>> START DATA
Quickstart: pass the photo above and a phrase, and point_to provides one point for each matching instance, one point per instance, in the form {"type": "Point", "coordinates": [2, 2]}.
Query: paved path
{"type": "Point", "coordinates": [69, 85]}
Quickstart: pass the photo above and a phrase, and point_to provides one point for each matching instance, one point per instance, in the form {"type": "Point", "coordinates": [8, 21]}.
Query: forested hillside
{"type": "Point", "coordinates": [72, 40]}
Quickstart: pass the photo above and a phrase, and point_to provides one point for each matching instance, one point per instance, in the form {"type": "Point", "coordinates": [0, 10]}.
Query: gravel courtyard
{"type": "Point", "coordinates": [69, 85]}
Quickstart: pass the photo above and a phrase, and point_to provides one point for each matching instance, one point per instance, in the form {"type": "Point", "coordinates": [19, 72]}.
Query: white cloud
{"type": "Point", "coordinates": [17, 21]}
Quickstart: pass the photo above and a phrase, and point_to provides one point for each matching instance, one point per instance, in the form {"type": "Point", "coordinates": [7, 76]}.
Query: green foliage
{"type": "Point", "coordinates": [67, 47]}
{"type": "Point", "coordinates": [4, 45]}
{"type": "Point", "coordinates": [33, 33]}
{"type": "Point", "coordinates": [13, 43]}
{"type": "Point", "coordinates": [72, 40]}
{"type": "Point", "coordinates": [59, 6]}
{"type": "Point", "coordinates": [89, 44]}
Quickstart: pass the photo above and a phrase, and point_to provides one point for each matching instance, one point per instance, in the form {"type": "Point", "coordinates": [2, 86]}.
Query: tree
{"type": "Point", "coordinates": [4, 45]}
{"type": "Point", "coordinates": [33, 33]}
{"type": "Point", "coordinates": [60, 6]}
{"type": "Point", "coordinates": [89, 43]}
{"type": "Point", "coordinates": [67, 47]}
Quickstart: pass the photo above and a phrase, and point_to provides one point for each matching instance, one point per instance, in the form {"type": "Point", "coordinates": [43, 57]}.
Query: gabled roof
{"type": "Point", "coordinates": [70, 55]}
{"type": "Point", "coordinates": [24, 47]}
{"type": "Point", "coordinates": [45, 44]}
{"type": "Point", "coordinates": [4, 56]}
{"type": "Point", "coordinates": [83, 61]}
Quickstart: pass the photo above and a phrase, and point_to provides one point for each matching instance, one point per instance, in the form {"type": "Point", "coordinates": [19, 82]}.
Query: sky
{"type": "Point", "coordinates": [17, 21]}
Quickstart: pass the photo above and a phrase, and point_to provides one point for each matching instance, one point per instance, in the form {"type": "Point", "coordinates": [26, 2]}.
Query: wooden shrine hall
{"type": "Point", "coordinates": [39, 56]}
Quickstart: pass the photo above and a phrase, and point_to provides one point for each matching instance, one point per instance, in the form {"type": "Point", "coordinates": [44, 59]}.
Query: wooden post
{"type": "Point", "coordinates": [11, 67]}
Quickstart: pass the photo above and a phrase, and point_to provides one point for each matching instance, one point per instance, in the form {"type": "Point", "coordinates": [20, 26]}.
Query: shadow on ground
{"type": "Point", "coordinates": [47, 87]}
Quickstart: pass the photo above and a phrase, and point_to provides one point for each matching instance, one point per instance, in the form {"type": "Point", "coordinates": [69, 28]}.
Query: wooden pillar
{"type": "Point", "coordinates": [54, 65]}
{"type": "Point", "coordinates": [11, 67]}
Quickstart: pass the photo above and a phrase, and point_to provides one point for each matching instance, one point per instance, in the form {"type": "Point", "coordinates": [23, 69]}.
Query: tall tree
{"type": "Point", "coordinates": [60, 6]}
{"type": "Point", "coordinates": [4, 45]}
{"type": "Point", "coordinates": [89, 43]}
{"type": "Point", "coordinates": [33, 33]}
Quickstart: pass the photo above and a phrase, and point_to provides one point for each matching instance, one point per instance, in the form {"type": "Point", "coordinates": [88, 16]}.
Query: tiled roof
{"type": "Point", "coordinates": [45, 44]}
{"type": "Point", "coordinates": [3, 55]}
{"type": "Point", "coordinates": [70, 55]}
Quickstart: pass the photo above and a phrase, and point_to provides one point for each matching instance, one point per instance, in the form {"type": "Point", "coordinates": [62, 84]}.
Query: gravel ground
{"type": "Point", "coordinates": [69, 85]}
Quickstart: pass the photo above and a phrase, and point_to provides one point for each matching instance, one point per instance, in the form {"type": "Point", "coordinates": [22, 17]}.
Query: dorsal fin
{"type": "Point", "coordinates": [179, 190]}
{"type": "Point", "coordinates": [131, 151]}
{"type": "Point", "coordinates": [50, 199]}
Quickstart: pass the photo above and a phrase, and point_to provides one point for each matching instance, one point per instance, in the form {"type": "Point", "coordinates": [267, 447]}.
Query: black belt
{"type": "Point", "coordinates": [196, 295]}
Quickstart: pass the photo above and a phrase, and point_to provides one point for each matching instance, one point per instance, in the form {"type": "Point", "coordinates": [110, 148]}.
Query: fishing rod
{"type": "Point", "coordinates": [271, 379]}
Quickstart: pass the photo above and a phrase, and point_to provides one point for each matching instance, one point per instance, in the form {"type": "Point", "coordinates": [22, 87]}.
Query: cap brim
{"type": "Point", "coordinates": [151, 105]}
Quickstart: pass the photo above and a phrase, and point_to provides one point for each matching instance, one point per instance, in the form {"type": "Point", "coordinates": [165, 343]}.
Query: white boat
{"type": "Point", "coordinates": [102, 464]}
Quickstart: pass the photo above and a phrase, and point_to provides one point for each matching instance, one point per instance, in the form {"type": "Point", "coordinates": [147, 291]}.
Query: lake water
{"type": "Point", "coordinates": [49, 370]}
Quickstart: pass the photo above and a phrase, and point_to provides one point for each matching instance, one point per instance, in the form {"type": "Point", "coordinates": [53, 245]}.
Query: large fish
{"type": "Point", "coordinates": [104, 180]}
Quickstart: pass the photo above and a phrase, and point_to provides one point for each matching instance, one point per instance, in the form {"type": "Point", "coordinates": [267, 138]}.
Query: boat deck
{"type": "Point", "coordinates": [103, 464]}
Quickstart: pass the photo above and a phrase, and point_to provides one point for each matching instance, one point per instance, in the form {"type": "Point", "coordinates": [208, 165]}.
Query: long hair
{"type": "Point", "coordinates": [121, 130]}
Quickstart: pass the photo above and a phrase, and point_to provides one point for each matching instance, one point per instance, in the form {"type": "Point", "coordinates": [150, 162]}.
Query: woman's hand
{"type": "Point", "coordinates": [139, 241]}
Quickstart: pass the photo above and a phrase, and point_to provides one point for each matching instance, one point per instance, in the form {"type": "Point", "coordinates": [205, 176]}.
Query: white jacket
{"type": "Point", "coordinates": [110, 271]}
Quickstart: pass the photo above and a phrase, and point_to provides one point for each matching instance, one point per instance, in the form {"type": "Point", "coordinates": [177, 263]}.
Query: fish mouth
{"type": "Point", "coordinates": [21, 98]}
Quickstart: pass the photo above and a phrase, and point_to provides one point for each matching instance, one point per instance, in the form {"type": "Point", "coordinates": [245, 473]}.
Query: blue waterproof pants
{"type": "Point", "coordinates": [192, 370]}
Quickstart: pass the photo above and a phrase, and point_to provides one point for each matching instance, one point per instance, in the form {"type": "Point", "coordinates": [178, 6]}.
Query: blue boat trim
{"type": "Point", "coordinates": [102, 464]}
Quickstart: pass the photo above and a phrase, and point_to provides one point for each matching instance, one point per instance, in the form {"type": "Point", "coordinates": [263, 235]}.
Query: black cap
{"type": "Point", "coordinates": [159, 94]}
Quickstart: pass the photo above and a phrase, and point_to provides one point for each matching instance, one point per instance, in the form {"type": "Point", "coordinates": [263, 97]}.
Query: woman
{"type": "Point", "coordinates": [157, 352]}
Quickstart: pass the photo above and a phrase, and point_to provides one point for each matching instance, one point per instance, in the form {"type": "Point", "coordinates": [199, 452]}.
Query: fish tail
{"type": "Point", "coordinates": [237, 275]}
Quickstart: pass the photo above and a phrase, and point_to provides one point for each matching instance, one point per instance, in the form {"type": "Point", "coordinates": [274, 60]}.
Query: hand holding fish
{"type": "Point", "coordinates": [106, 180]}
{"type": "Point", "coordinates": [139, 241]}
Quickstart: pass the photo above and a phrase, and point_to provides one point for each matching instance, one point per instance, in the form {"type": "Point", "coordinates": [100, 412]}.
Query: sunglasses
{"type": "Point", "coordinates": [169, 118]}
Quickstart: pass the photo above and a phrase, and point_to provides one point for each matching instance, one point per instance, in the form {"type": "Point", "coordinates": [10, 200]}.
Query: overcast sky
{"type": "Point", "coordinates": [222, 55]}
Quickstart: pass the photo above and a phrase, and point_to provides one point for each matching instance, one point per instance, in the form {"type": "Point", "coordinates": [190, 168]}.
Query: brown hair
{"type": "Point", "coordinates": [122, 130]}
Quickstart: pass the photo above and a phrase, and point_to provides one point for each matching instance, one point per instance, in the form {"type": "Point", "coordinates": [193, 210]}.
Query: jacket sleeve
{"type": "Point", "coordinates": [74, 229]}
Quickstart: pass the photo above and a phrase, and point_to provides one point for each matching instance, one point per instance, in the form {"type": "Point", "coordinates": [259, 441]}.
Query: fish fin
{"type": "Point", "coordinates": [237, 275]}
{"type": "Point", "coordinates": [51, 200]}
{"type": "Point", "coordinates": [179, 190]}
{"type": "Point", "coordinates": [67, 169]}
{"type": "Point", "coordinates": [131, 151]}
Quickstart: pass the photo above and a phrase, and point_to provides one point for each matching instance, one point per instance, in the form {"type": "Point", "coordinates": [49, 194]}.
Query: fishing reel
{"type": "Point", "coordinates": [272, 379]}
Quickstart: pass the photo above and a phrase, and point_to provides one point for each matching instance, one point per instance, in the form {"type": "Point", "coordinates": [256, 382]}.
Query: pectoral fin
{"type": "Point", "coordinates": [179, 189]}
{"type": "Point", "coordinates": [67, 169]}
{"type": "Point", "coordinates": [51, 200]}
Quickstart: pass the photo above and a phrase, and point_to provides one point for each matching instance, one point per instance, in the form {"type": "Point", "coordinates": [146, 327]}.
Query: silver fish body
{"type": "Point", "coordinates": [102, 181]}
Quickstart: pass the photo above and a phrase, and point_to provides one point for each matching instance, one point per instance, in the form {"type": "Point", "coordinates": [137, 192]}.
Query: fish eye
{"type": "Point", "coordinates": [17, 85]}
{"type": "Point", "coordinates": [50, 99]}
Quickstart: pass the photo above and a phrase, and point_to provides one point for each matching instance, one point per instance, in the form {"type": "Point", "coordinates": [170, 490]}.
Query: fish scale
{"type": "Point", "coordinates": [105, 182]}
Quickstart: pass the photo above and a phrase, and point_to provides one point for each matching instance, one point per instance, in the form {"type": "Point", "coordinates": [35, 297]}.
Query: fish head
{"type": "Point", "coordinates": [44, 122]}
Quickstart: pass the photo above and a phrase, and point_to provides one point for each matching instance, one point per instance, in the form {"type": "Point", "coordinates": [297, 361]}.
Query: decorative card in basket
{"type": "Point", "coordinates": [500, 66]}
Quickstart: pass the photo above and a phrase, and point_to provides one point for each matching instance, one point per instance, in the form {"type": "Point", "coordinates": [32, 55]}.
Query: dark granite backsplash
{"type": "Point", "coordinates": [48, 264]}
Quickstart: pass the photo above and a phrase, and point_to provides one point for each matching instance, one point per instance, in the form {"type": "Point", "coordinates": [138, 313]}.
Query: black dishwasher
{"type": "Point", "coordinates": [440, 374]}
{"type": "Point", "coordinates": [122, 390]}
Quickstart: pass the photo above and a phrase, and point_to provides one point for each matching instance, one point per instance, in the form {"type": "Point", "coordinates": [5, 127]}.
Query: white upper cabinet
>> END DATA
>> START DATA
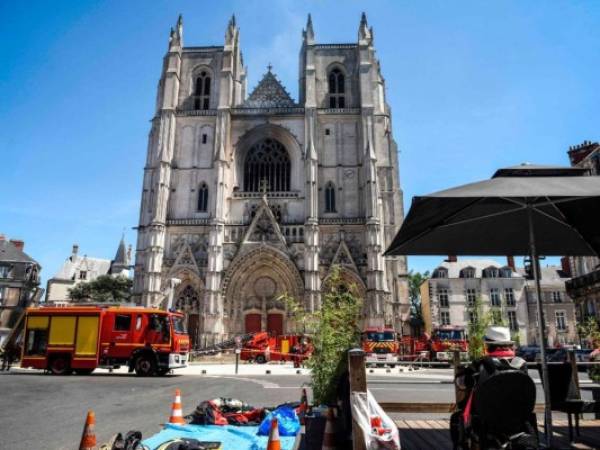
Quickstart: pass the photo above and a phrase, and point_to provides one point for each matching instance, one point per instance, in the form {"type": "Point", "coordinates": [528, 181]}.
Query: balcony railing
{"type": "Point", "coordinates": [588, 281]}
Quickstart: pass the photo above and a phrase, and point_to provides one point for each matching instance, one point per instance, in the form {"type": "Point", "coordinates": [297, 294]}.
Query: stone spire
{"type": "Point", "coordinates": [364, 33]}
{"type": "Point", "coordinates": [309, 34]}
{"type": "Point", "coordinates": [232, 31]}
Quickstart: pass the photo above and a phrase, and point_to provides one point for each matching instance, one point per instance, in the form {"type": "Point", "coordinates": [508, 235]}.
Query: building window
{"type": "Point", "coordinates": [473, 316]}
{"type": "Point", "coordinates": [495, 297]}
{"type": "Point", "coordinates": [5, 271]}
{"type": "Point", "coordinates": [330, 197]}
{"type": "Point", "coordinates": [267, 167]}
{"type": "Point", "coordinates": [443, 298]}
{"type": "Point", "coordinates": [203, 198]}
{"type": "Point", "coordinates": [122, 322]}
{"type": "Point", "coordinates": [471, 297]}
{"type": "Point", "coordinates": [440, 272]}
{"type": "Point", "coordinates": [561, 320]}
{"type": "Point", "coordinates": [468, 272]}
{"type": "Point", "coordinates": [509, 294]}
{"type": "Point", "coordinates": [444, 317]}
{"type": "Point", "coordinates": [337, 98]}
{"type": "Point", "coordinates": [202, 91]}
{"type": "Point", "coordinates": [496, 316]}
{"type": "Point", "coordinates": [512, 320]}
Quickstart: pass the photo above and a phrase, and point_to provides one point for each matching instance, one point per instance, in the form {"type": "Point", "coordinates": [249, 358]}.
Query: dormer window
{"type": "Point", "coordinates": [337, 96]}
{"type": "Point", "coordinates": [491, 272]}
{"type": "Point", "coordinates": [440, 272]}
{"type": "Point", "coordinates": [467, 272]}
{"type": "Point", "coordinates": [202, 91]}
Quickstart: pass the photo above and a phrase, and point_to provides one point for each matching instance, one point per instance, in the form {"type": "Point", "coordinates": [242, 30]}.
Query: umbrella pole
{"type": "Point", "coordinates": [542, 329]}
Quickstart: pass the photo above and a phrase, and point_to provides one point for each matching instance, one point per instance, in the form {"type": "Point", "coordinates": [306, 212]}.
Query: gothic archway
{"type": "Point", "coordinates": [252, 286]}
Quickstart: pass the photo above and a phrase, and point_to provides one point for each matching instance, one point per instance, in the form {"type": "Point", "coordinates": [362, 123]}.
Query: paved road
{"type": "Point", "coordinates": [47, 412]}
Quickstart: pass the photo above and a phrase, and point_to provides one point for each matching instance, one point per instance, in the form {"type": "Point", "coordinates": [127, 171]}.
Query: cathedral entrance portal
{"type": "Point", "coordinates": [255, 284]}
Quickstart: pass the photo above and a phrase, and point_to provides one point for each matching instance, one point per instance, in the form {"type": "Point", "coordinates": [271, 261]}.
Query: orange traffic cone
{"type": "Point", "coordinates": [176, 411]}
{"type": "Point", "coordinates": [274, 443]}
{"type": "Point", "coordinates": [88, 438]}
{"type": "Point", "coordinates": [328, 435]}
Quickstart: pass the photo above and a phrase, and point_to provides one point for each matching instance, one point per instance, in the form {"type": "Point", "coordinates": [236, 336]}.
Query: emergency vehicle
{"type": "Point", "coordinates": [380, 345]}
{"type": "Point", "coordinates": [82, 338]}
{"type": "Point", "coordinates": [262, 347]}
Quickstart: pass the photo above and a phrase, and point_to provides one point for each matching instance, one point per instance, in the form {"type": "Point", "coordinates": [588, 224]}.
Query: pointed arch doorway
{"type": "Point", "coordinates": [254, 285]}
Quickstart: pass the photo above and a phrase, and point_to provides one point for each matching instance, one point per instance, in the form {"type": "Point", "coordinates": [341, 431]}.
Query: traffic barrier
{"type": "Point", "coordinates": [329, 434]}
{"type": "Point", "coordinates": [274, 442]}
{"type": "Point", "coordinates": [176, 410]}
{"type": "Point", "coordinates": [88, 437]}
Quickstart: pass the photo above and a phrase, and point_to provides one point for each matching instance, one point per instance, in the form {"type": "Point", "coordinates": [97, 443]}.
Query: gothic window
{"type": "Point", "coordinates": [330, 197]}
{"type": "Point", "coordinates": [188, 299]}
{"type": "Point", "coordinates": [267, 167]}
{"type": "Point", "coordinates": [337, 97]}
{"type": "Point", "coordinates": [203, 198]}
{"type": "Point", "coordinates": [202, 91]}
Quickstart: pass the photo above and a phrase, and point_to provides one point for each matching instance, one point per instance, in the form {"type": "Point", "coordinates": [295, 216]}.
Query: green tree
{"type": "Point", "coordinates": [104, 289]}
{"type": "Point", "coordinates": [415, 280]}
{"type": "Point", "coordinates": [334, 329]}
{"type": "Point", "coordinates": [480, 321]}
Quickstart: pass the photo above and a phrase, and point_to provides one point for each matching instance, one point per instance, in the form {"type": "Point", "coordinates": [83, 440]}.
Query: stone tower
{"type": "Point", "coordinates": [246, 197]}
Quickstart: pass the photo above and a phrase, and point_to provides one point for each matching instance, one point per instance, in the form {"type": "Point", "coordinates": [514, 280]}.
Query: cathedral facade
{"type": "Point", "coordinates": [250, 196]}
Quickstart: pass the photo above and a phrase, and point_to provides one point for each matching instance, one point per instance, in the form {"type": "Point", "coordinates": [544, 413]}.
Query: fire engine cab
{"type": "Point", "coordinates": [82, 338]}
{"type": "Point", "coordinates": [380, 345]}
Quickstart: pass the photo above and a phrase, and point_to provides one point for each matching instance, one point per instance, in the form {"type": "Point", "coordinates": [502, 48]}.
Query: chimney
>> END DATA
**YOUR GOAL:**
Count the lines in both blocks above that contain the word "hand", treating case as significant, and give only the number.

**TASK RESULT:**
2